··· 页面 ···

当前位置:编程学习 > JAVA >>

字符串中找出连续最长的数字串

//1. 写一个函数,它的原形是int continumax(char *outputstr,char *intputstr)
//功能:
//在字符串中找出连续最长的数字串,并把这个串的长度返回,
//并把这个最长数字串付给其中一个函数参数outputstr所指内存。
//例如:"abcd12345ed125ss123456789"的首地址传给intputstr后,函数将返回9,outputstr所指的值为123456789
#include<stdio.h>
#include<assert.h>
int continumax(char *outputstr,char *inputstr)
{   
	assert(outputstr);
    assert(inputstr);
	int length = 0;
	int maxlength = 0; 
	int i = 0;
	int j = 0;
    while(inputstr[i] != '\0')
	{
		while( inputstr[i] >='0'&& inputstr[i] <= '9')
		{   
			length++;
			i++;
		}
		if(length > maxlength)
		{
			maxlength = length;
			int k = i-maxlength;
			for(j = 0; j < maxlength; j++ )

··· 原始数据 ···

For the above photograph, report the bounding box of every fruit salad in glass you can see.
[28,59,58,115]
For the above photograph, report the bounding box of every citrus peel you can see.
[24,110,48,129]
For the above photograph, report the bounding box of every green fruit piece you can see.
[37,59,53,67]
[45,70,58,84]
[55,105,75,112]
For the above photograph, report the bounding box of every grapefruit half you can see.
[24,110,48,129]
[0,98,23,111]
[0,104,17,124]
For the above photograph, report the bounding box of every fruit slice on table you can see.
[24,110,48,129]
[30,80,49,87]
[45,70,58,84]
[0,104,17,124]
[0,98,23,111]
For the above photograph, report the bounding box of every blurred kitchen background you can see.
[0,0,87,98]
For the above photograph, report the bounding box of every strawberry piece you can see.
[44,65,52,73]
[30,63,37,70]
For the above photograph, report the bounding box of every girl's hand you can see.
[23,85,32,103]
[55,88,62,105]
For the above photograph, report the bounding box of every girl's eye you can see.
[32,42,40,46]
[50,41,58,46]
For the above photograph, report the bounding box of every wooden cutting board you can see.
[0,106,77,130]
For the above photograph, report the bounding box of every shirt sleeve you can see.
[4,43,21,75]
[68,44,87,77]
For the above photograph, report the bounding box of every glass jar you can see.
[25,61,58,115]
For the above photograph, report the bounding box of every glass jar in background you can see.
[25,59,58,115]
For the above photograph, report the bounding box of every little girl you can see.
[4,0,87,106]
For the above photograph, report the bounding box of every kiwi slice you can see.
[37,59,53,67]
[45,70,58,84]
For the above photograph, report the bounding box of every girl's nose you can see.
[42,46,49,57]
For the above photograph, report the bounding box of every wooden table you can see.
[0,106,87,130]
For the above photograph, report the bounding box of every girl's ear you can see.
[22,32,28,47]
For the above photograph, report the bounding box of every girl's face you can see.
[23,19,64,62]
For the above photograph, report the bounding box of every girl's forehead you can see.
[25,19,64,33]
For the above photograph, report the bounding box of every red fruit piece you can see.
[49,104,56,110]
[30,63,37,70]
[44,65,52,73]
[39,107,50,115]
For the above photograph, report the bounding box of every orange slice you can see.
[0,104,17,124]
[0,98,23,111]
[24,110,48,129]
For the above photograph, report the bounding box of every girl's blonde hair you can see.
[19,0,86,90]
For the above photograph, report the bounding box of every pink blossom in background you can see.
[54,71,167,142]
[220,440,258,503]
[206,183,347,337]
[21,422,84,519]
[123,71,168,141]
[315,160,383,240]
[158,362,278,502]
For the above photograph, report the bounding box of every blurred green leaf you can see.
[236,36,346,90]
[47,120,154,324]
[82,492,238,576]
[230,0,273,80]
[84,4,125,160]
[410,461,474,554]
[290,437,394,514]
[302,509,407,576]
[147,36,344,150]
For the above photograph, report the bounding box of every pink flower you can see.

···

任务目标 1: 根据页面中的示例,把"abcd12345ed125ss123456789"的首地址传给intputstr后,函数返回什么值?
任务目标 2: 请把数据行中从含有"peel you can see."的那一行起,一直到含有"[42,46,49,57]"的那一行为止(首尾两行都算在内)的全部行输出为 Markdown 表格,空行不计入。表格分两列,分别为"序号"和"行内容"。

参考回答 1: 函数返回9。

参考回答 2:
| 序号 | 行内容 |
|---|---|
| 1 | For the above photograph, report the bounding box of every citrus peel you can see. |
| 2 | [24,110,48,129] |
| 3 | For the above photograph, report the bounding box of every green fruit piece you can see. |
| 4 | [37,59,53,67] |
| 5 | [45,70,58,84] |
| 6 | [55,105,75,112] |
| 7 | For the above photograph, report the bounding box of every grapefruit half you can see. |
| 8 | [24,110,48,129] |
| 9 | [0,98,23,111] |
| 10 | [0,104,17,124] |
| 11 | For the above photograph, report the bounding box of every fruit slice on table you can see. |
| 12 | [24,110,48,129] |
| 13 | [30,80,49,87] |
| 14 | [45,70,58,84] |
| 15 | [0,104,17,124] |
| 16 | [0,98,23,111] |
| 17 | For the above photograph, report the bounding box of every blurred kitchen background you can see. |
| 18 | [0,0,87,98] |
| 19 | For the above photograph, report the bounding box of every strawberry piece you can see. |
| 20 | [44,65,52,73] |
| 21 | [30,63,37,70] |
| 22 | For the above photograph, report the bounding box of every girl's hand you can see. |
| 23 | [23,85,32,103] |
| 24 | [55,88,62,105] |
| 25 | For the above photograph, report the bounding box of every girl's eye you can see. |
| 26 | [32,42,40,46] |
| 27 | [50,41,58,46] |
| 28 | For the above photograph, report the bounding box of every wooden cutting board you can see. |
| 29 | [0,106,77,130] |
| 30 | For the above photograph, report the bounding box of every shirt sleeve you can see. |
| 31 | [4,43,21,75] |
| 32 | [68,44,87,77] |
| 33 | For the above photograph, report the bounding box of every glass jar you can see. |
| 34 | [25,61,58,115] |
| 35 | For the above photograph, report the bounding box of every glass jar in background you can see. |
| 36 | [25,59,58,115] |
| 37 | For the above photograph, report the bounding box of every little girl you can see. |
| 38 | [4,0,87,106] |
| 39 | For the above photograph, report the bounding box of every kiwi slice you can see. |
| 40 | [37,59,53,67] |
| 41 | [45,70,58,84] |
| 42 | For the above photograph, report the bounding box of every girl's nose you can see. |
| 43 | [42,46,49,57] |